=== Material ===
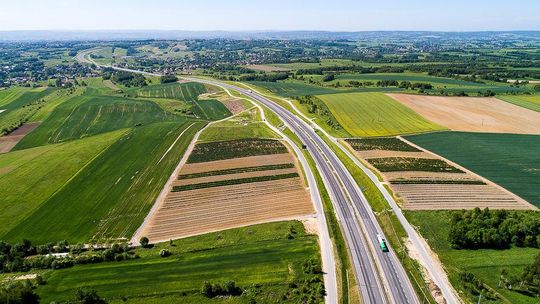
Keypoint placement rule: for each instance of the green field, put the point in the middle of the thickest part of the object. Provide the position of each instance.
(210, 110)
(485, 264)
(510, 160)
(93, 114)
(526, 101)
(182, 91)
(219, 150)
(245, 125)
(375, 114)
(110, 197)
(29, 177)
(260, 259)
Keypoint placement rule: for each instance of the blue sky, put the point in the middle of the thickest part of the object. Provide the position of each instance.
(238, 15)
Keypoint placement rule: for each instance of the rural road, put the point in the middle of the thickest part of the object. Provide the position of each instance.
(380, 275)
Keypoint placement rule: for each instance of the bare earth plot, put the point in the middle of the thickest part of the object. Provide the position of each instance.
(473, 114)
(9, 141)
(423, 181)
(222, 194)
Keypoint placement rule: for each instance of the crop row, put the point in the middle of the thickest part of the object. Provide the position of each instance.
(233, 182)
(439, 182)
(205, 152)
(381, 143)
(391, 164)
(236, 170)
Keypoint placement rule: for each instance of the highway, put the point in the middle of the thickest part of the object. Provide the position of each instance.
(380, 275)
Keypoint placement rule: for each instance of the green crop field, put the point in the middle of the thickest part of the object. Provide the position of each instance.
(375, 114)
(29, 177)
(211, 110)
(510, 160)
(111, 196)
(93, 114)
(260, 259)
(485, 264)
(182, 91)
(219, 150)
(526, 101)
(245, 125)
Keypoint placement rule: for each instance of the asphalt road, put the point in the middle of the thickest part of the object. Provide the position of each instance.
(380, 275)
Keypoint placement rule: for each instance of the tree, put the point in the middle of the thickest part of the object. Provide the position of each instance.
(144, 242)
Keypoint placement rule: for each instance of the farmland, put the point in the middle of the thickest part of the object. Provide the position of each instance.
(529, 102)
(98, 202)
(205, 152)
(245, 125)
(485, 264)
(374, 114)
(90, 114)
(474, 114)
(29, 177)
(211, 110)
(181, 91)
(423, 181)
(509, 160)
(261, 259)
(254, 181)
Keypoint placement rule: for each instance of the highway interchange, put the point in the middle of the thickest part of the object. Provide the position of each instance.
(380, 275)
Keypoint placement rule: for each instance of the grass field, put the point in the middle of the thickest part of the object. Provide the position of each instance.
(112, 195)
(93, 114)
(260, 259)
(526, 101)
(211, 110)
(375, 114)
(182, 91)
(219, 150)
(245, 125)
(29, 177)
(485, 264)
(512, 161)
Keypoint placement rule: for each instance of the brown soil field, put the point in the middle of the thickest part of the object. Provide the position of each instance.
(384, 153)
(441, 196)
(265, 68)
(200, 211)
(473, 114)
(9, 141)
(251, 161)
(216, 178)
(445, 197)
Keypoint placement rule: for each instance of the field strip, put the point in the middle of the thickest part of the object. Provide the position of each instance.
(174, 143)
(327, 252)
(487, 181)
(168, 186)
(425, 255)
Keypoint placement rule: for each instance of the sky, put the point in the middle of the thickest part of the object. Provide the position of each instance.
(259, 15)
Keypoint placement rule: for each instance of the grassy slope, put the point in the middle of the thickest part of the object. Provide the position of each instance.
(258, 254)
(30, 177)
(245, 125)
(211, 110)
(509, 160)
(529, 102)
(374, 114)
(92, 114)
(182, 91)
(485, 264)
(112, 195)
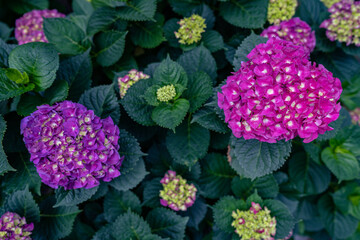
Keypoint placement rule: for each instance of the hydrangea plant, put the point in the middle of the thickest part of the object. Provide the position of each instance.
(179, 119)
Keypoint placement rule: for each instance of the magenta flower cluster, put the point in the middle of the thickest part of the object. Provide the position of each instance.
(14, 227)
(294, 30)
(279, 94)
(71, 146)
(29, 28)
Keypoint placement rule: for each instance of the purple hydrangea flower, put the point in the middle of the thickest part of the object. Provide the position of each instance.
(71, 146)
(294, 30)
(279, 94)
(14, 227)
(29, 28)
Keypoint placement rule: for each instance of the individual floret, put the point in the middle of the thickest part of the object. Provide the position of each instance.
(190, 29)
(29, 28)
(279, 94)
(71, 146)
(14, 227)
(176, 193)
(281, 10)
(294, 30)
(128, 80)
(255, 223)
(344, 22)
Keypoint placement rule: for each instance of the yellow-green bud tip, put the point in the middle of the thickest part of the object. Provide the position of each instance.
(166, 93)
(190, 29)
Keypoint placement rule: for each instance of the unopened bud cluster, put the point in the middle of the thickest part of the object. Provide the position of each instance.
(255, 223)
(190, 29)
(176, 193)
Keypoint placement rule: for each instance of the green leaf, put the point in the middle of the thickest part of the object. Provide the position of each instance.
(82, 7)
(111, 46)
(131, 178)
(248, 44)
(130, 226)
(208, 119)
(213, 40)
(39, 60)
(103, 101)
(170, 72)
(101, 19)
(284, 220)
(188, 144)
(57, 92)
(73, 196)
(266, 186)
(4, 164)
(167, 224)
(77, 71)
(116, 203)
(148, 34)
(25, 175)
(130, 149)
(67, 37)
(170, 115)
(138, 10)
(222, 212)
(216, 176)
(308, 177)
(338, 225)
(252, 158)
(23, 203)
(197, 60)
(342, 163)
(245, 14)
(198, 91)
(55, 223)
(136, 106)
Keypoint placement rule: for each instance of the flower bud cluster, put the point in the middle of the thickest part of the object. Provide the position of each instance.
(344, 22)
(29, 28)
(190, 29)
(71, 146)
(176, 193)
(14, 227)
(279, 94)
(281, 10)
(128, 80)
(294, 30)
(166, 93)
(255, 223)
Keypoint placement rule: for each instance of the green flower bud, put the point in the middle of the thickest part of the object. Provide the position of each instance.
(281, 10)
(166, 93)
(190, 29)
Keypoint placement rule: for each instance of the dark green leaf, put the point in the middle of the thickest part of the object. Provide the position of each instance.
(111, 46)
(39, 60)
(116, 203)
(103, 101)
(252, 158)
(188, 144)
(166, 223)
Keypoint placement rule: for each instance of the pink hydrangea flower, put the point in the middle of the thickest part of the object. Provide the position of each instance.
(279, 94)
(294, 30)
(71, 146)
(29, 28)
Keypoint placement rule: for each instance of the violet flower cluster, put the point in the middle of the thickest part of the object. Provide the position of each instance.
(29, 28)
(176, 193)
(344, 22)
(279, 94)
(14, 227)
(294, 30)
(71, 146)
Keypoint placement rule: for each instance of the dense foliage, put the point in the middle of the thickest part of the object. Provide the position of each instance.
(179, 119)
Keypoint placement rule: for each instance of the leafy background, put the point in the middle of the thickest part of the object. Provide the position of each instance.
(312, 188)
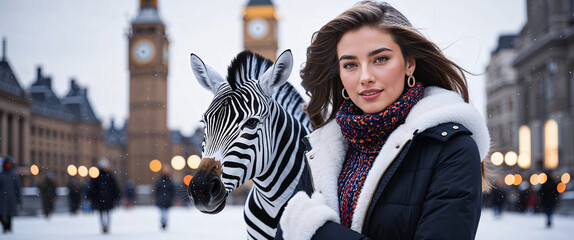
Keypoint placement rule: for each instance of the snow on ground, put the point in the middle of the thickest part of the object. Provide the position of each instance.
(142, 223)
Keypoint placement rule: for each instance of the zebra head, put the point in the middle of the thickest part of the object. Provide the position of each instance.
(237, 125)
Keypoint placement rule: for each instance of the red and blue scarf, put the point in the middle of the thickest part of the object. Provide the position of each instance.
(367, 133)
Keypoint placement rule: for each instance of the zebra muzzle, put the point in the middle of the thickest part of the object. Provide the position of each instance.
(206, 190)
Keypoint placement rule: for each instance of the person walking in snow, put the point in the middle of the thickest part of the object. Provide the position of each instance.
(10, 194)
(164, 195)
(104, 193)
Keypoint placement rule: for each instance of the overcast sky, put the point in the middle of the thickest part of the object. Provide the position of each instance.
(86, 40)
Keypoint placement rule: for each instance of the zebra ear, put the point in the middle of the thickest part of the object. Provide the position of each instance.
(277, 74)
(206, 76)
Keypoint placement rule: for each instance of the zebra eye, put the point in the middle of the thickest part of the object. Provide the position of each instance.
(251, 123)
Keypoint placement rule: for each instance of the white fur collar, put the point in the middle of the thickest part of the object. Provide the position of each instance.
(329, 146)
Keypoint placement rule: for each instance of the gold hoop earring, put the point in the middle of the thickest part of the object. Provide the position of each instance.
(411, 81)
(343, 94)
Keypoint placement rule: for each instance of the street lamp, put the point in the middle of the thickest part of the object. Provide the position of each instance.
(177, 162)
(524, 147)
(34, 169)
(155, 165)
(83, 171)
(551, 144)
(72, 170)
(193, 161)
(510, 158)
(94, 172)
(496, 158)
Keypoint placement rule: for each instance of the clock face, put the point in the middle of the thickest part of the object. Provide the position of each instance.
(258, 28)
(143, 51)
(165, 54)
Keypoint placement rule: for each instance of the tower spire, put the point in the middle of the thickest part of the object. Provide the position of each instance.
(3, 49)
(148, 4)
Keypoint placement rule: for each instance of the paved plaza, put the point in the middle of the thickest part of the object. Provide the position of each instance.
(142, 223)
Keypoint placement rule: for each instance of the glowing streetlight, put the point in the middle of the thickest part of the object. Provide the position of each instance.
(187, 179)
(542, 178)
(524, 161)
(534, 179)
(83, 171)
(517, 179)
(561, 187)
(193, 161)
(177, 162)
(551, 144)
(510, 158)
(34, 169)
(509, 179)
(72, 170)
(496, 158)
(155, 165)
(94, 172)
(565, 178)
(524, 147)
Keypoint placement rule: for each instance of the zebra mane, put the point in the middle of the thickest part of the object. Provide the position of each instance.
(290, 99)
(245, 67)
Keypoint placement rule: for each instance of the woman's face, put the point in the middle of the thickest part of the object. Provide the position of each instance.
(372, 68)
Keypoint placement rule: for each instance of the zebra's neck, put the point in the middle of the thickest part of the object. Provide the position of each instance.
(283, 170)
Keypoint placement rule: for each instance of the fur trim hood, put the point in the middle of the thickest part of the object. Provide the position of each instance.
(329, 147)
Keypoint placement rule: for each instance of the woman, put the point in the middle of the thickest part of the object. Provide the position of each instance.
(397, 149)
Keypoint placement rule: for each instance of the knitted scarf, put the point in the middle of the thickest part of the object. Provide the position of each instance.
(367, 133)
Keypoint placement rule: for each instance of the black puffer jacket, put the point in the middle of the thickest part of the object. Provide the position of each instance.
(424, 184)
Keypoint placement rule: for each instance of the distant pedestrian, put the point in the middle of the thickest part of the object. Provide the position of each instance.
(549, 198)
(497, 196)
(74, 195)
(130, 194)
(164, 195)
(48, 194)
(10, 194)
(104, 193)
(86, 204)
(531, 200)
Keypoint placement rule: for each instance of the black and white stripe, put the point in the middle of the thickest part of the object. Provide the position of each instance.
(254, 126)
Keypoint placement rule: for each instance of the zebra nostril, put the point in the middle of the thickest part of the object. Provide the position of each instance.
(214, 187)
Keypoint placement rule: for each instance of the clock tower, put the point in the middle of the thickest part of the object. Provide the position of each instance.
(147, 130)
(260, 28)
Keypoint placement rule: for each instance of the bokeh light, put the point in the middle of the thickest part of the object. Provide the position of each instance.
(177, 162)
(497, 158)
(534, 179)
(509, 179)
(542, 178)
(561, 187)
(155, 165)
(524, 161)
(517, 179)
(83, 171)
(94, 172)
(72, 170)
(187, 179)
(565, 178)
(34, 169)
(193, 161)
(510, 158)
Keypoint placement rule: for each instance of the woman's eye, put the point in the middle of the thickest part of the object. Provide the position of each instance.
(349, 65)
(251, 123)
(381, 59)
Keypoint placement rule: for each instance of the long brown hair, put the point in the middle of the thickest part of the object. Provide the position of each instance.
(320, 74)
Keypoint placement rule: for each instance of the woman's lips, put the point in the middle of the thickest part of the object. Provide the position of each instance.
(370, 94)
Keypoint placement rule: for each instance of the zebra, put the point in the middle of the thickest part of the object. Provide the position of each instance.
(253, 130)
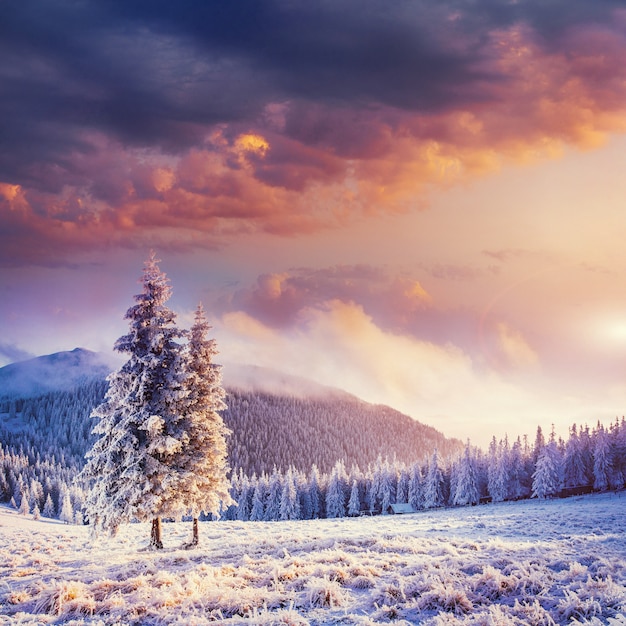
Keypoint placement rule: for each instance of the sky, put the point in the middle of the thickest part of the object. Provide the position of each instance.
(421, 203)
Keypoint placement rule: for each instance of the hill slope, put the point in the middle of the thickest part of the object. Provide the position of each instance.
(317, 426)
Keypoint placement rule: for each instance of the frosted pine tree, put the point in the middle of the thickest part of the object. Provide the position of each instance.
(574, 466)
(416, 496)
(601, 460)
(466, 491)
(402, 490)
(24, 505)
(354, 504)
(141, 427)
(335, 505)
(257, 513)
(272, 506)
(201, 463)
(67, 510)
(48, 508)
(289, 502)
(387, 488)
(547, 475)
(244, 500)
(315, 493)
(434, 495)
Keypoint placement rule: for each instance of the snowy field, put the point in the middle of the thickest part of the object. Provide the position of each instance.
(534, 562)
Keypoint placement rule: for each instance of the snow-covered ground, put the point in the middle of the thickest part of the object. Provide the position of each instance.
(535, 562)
===
### [Exercise description]
Beginning at the line that holds "Keypoint placement rule: for each instance of the snowy", write out word for word each line through the end of the records.

### [Complete response]
Keypoint placement rule: for each instance of the snowy field, put the point in the middle of the thickest part of the object. Provide the position of each instance.
(534, 562)
Keypoint placement rule: for each instance of the snow-covered ground, put the point in the middle of the thickest part of the object. Provide the position of each instance.
(535, 562)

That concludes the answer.